What to do - Copy every one of the following rows exactly as they appear.

Data lines -
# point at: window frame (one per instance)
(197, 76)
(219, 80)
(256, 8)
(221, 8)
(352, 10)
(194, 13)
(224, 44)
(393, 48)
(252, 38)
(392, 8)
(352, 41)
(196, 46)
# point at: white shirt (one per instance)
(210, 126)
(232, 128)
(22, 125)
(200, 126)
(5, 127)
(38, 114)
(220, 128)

Task output -
# point at: window frame (one per instance)
(197, 76)
(219, 80)
(256, 8)
(221, 8)
(352, 10)
(194, 13)
(224, 44)
(393, 48)
(252, 38)
(392, 8)
(352, 41)
(196, 46)
# point at: white shirt (one per instance)
(210, 126)
(232, 128)
(22, 125)
(200, 126)
(5, 127)
(38, 114)
(220, 128)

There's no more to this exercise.